(WHAT NEEDS TO BE DONE): Show all lines below holding the string "jacket".

(DATASET EXTRACT):

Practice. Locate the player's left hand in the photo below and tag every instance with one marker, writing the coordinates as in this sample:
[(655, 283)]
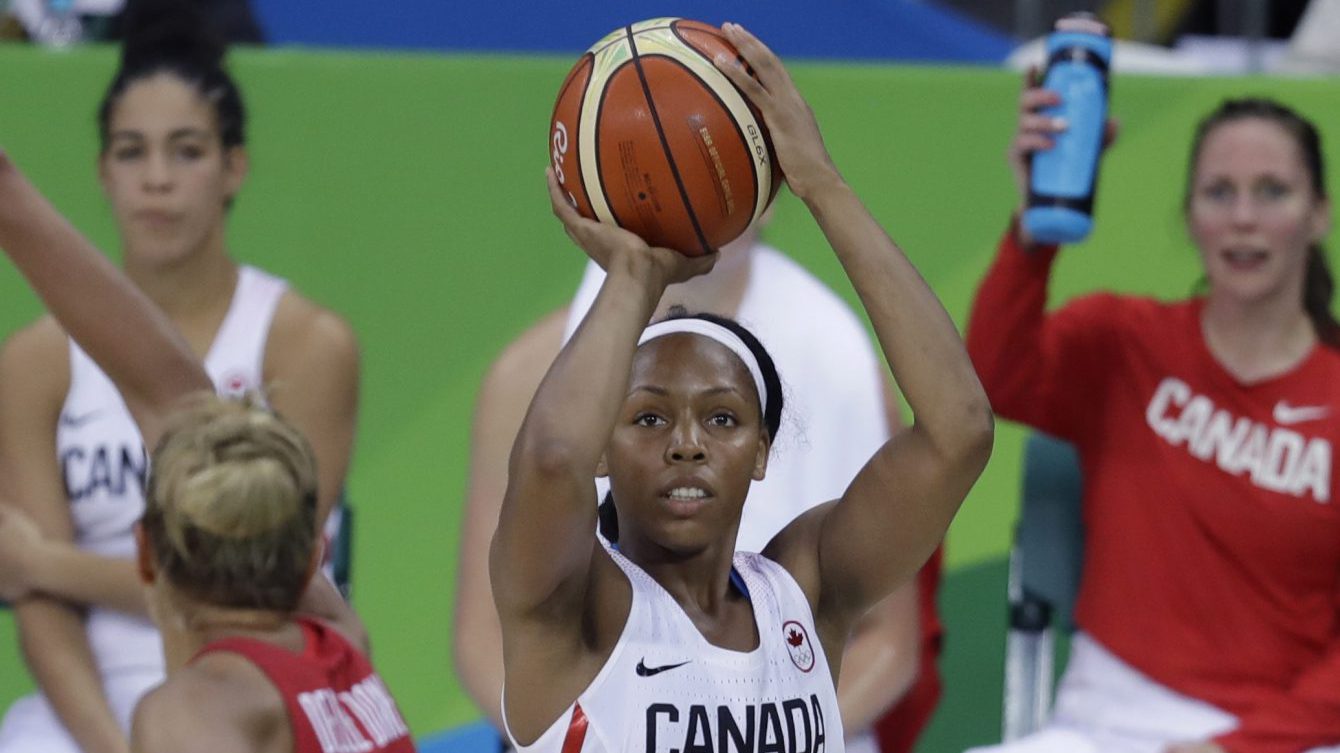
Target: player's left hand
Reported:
[(1206, 746), (795, 133), (20, 540)]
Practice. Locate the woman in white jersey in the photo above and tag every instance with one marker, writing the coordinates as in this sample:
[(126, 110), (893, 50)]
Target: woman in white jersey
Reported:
[(835, 420), (674, 641), (173, 158)]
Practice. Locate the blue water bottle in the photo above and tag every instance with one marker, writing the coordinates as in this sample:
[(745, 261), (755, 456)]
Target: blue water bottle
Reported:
[(1063, 178)]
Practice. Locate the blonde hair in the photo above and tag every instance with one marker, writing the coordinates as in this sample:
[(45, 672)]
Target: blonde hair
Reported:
[(231, 505)]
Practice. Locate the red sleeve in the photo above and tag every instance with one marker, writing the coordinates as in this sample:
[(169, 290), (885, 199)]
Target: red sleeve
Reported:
[(1303, 717), (1047, 370)]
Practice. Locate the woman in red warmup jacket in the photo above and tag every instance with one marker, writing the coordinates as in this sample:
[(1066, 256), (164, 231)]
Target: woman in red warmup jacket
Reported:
[(1208, 607), (229, 537)]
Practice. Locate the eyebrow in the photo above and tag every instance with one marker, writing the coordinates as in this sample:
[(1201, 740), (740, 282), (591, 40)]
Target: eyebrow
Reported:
[(172, 135), (662, 391)]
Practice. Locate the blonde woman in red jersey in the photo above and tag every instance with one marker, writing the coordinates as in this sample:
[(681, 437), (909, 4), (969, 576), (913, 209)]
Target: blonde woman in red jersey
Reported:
[(229, 537), (1208, 608)]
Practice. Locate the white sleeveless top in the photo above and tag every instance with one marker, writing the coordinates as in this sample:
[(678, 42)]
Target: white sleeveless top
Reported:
[(103, 460), (666, 689), (834, 414)]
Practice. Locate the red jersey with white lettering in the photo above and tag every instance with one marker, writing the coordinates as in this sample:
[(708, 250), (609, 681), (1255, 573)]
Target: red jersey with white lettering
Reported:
[(337, 702), (1212, 556)]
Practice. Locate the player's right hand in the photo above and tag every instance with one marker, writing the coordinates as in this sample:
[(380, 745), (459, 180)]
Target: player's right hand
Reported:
[(609, 244)]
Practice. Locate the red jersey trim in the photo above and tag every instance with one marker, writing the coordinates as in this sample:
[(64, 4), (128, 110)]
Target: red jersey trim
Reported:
[(576, 730)]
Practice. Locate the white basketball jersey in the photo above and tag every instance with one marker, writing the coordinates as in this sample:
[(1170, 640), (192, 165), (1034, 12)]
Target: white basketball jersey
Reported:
[(105, 465), (834, 416), (665, 689)]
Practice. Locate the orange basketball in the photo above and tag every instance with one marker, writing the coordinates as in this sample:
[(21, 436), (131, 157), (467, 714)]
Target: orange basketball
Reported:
[(650, 135)]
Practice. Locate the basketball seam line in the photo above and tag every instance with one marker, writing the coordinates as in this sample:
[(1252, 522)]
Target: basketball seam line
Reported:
[(665, 145), (599, 160), (576, 125), (740, 131)]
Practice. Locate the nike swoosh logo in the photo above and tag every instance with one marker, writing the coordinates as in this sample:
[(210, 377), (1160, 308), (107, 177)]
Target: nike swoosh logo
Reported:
[(643, 670), (1287, 414), (77, 421)]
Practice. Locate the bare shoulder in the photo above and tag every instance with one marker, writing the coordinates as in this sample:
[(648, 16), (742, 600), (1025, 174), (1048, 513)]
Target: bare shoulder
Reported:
[(36, 361), (220, 704), (304, 332), (519, 369)]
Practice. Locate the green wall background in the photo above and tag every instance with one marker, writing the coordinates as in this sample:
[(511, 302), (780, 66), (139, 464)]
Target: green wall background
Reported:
[(406, 192)]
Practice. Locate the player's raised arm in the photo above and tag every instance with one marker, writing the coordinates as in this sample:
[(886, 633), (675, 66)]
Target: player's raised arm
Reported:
[(547, 527), (97, 304), (897, 511)]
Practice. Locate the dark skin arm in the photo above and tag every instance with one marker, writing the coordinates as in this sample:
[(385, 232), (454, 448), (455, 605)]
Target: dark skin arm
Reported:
[(546, 566)]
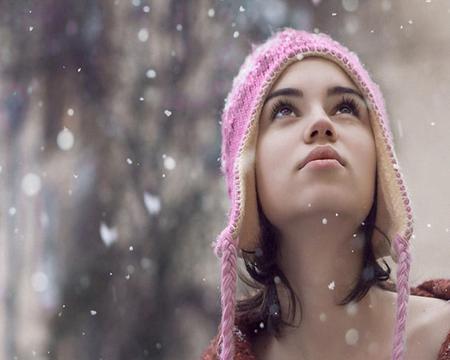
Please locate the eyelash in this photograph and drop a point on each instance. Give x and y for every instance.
(349, 102)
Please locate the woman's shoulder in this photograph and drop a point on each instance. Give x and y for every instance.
(430, 309)
(242, 343)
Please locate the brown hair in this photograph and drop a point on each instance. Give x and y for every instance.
(261, 265)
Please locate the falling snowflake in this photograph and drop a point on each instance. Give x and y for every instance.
(151, 74)
(331, 285)
(31, 184)
(108, 235)
(65, 139)
(152, 203)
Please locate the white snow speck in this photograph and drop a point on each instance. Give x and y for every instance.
(31, 184)
(373, 348)
(169, 163)
(108, 235)
(151, 74)
(331, 285)
(323, 317)
(351, 336)
(143, 35)
(65, 139)
(350, 5)
(152, 203)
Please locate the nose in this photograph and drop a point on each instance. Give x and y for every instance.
(321, 128)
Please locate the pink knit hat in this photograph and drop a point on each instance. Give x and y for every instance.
(239, 134)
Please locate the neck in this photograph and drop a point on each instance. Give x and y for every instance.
(322, 261)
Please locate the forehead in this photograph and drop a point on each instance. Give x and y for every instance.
(313, 71)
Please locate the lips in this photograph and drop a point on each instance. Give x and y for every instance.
(322, 152)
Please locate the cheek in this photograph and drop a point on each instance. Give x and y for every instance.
(271, 166)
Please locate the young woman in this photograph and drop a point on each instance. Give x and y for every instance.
(317, 200)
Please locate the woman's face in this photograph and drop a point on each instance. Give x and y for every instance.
(293, 125)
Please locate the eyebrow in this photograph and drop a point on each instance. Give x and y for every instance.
(335, 90)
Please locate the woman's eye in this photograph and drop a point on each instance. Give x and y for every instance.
(282, 107)
(350, 105)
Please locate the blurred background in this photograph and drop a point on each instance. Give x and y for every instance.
(110, 184)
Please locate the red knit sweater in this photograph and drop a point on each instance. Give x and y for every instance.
(438, 288)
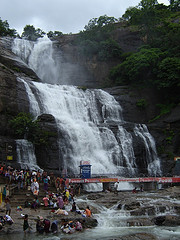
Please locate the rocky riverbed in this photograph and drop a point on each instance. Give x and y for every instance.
(148, 208)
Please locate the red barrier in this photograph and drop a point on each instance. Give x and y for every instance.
(133, 180)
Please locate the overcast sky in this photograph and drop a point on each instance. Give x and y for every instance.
(61, 15)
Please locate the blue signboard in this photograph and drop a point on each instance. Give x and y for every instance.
(85, 171)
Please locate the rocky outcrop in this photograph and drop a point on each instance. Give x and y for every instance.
(92, 73)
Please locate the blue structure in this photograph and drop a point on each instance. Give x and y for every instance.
(85, 170)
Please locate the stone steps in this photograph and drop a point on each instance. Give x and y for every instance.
(20, 196)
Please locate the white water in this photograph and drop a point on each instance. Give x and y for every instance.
(83, 118)
(153, 162)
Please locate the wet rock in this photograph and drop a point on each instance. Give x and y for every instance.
(168, 220)
(137, 236)
(132, 205)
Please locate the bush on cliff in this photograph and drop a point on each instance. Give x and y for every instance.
(24, 126)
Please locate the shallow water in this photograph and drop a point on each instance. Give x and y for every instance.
(160, 233)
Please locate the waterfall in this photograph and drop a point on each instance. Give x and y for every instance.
(89, 121)
(153, 161)
(25, 155)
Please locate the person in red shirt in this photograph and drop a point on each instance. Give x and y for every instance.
(87, 212)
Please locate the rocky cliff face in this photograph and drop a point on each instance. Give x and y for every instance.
(83, 72)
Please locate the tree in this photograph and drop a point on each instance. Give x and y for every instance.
(148, 3)
(24, 126)
(174, 5)
(54, 34)
(138, 68)
(5, 30)
(32, 34)
(169, 73)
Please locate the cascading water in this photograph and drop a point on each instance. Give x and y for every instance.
(84, 118)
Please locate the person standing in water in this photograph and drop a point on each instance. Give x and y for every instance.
(26, 226)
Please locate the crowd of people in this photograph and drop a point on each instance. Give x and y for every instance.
(56, 202)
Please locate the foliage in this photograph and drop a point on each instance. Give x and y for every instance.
(164, 109)
(168, 73)
(137, 68)
(30, 33)
(54, 34)
(92, 41)
(141, 103)
(24, 126)
(5, 30)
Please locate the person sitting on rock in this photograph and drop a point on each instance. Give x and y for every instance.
(87, 212)
(73, 207)
(8, 219)
(78, 226)
(54, 226)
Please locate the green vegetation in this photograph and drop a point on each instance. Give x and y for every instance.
(54, 34)
(96, 39)
(157, 63)
(30, 33)
(164, 109)
(141, 103)
(5, 30)
(24, 126)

(REPLY):
Practice. Locate the woman in red warmup jacket in the photo above and tag every instance with one marker, writing the coordinates as in this sample:
Target: woman in red warmup jacket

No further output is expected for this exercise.